> Task prompt
Output every entry exactly, from the first line to the last.

[Start of Attachment]

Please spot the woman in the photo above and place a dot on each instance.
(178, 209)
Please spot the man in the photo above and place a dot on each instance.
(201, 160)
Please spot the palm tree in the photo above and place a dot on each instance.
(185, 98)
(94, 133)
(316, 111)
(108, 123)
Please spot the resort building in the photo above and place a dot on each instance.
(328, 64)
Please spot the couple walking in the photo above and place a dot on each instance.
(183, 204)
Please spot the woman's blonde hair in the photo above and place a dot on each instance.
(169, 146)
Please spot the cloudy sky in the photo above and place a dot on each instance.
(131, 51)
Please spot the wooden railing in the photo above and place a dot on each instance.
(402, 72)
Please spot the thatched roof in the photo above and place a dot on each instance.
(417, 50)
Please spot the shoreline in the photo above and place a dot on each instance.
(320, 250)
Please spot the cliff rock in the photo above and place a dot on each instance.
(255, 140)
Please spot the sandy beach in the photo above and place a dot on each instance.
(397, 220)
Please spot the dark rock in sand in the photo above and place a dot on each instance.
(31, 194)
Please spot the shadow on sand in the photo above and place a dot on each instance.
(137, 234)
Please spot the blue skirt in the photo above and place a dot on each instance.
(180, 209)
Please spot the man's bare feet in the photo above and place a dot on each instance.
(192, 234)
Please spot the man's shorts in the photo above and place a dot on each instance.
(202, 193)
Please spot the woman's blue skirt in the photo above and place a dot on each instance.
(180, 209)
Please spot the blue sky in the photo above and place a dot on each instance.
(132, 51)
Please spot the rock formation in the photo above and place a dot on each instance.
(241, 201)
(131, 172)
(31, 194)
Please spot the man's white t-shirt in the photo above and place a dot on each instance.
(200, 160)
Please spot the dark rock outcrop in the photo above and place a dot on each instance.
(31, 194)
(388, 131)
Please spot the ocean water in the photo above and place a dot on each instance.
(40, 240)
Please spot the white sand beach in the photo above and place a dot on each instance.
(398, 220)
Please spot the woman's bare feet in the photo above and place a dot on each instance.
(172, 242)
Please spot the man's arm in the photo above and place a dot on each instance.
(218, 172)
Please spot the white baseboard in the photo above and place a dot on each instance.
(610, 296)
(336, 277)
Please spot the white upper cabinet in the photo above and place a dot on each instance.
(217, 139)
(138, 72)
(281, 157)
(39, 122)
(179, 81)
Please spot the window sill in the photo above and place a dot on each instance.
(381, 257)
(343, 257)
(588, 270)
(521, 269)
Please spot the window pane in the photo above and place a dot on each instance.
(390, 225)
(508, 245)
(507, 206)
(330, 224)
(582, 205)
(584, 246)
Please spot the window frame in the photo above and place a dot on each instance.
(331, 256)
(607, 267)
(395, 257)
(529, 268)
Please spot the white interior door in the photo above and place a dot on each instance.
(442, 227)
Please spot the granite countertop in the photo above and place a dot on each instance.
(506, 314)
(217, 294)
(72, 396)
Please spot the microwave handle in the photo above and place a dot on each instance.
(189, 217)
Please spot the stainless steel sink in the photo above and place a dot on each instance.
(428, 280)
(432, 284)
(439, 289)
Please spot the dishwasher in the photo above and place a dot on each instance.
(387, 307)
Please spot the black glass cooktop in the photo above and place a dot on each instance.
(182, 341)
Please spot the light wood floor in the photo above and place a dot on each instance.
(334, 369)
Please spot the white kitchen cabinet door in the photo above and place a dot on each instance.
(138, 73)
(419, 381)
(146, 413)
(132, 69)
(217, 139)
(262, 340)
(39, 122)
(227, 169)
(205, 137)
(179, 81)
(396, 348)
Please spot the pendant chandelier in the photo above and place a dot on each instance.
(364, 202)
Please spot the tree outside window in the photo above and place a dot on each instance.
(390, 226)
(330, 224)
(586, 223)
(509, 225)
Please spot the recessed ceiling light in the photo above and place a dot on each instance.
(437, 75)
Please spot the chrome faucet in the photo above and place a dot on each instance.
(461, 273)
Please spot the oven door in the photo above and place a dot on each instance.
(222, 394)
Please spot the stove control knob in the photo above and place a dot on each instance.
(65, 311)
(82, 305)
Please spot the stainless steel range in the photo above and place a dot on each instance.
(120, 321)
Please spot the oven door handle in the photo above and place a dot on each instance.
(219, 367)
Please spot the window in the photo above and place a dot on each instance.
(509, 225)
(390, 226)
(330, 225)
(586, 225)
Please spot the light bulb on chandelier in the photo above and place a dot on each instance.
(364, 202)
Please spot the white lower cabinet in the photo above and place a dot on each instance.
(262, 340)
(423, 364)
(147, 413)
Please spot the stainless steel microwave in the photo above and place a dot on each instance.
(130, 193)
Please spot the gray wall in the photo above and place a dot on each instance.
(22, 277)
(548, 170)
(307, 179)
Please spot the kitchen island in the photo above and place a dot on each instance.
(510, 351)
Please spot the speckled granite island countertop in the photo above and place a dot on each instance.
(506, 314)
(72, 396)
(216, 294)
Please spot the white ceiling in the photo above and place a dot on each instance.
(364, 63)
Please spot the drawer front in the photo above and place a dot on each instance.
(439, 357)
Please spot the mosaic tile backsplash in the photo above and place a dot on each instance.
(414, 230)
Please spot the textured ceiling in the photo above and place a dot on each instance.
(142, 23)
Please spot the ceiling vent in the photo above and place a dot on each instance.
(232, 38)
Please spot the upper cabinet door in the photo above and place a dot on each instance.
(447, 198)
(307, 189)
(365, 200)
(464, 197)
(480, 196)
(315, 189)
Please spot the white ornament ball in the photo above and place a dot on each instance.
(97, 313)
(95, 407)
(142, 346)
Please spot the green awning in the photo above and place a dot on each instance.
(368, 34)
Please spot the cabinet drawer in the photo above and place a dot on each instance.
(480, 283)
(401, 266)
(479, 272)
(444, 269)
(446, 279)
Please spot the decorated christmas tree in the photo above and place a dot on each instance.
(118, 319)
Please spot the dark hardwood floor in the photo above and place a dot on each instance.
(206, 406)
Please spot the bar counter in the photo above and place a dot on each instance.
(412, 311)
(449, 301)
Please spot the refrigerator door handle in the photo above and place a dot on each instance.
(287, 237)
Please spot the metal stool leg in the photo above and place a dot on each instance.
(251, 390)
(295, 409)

[End of Attachment]

> Expected output
Please spot the woman in the photo above and place a dot on each instance.
(178, 209)
Please spot the man in the photo above and place a dot on each instance.
(201, 160)
Please spot the palm tree in the photo above and place a dot on each instance.
(185, 98)
(94, 133)
(316, 111)
(108, 123)
Please spot the resort building in the photo above and place a dot on each instance.
(328, 64)
Please spot the couple walking in the photo above and place a dot on each instance.
(183, 204)
Please spot the woman's blonde hair in the photo above and place a dot on each instance.
(169, 146)
Please spot the cloudy sky in the photo above and place a dot on each instance.
(131, 51)
Please spot the wooden railing in the photo above and place a dot on each instance.
(402, 72)
Please spot the thatched roof in the photo above and place a dot on each instance.
(417, 50)
Please spot the shoreline in the photo above and place a dot on each instance.
(320, 250)
Please spot the cliff rock in the photo above and place a dot on each instance.
(255, 140)
Please spot the sandy beach in the photo above and place a dot on each instance.
(397, 220)
Please spot the dark rock in sand in the photo above and place a dot on each instance.
(31, 194)
Please spot the shadow on sand in the photo above and place a dot on each instance.
(137, 234)
Please spot the blue skirt in the photo above and place a dot on each instance.
(180, 209)
Please spot the man's bare feet in the photo above and place a dot on each instance.
(192, 234)
Please spot the man's shorts in the photo above and place a dot on each instance.
(202, 193)
Please spot the woman's blue skirt in the photo above and place a dot on each instance.
(180, 209)
Please spot the blue sky in the photo above and place a dot on each instance.
(132, 51)
Please spot the rock formation in the photo above and place a dot on each instance.
(241, 201)
(131, 172)
(31, 194)
Please spot the man's white t-shirt in the photo above and place a dot on each instance.
(200, 160)
Please spot the dark rock outcrop in the photo above and place a dot on each instance.
(31, 194)
(388, 131)
Please spot the ocean water in the photo above and place a dot on each instance.
(40, 240)
Please spot the white sand beach in the photo above and place a dot on each instance.
(398, 220)
Please spot the woman's bare feet in the photo above and place a dot on each instance.
(172, 242)
Please spot the man's arm in the photo above and place a dot on each instance.
(218, 172)
Please spot the white baseboard in the photo above and place a dot on each instance.
(610, 296)
(336, 277)
Please spot the white upper cabinet in the photo above and place a dot on each instance.
(217, 139)
(138, 72)
(281, 157)
(39, 122)
(179, 81)
Please spot the window sill in the photo above and place a dot on each instance.
(381, 257)
(343, 257)
(588, 270)
(521, 269)
Please spot the window pane in the photo above and place a dot on each instance.
(390, 225)
(508, 245)
(507, 206)
(330, 224)
(582, 205)
(584, 246)
Please spot the window frame in the photo above and place a dot on each instance.
(331, 256)
(607, 267)
(395, 257)
(529, 268)
Please spot the white interior door in the photo above and place a dot on each instance.
(442, 227)
Please spot the granite countertop in the photo above and place a dot on each instance.
(506, 314)
(217, 294)
(72, 396)
Please spot the microwave handle in the photo above and place a dot on each instance.
(189, 217)
Please spot the stainless steel sink in the photo above and place a dot on each instance.
(428, 280)
(432, 284)
(439, 289)
Please spot the dishwasher in the photo above and place a dot on each instance.
(387, 307)
Please spot the black glass cooktop in the photo above and place a dot on each instance.
(182, 341)
Please spot the light wood floor in the photo above and place a dot on each instance.
(334, 369)
Please spot the white kitchen cabinet door in the photo above and place a dot on each instance.
(138, 73)
(419, 381)
(146, 413)
(132, 69)
(217, 139)
(262, 340)
(39, 122)
(227, 169)
(205, 137)
(179, 81)
(396, 348)
Please spot the pendant chandelier in the photo above and place a dot on each instance.
(364, 202)
Please spot the tree outside window in the photo above and place a dot on each instance.
(390, 226)
(330, 224)
(586, 223)
(509, 225)
Please spot the recessed ceiling light in the photo above and place a dot on each instance.
(437, 75)
Please spot the chrome faucet in the photo above and place a dot on each instance.
(461, 273)
Please spot the oven door in the photo above and place a dot on each instance.
(222, 394)
Please spot the stove control knob in the photo above and place a dot on each instance.
(65, 311)
(82, 305)
Please spot the stainless steel range in the photo above and place a dot on each instance.
(120, 321)
Please spot the oven door handle in the photo above and place a dot on each instance.
(219, 367)
Please spot the window in the photo above and place a dot on each instance.
(509, 225)
(390, 226)
(330, 225)
(586, 225)
Please spot the light bulb on chandelier in the photo above and place a dot on each instance.
(364, 202)
Please spot the white lower cabinet in the photo above and place a dot on each instance.
(262, 340)
(423, 364)
(147, 413)
Please spot the stainless steel microwave in the photo above and place a dot on each instance.
(130, 193)
Please spot the gray wall in the photo above and place a dot on each instance.
(22, 277)
(548, 170)
(307, 179)
Please spot the kitchen island in the photo above and place a dot on each instance.
(510, 351)
Please spot the speckled granite island countertop in the photo above and place a dot on each instance.
(506, 314)
(72, 396)
(216, 294)
Please spot the white ceiling in the photo above and place a dot on each instance.
(364, 63)
Please spot the drawer front in the photo above and place a dot on each instance.
(439, 357)
Please spot the mosaic tile backsplash in the photo above and place a dot on each instance.
(414, 230)
Please spot the textured ceiling in the photo above and place a dot on each instance.
(142, 23)
Please spot the ceiling vent in the photo above and place a dot on each instance.
(232, 38)
Please spot the upper cabinet door in the photo above and place a dot on each instance.
(447, 198)
(307, 189)
(365, 200)
(464, 197)
(480, 196)
(315, 189)
Please spot the white ornament ball in the photo above and place a dot on each instance.
(97, 313)
(95, 407)
(142, 346)
Please spot the green awning in the photo above and place a dot on each instance.
(368, 34)
Please spot the cabinet drawer in the photo above and place a dot on each instance.
(480, 283)
(401, 266)
(479, 272)
(444, 269)
(446, 279)
Please spot the decorated christmas tree in the photo above and place a dot on each instance.
(118, 319)
Please spot the dark hardwood floor in the photo above and place a dot on each instance.
(206, 406)
Please spot the bar counter in the photo above and place a dot on each instance.
(412, 311)
(449, 301)
Please spot the refrigerator door handle in the photo above and place a dot on each instance.
(287, 237)
Please spot the metal stool leg in the photo above and place a dot on each instance.
(251, 390)
(295, 409)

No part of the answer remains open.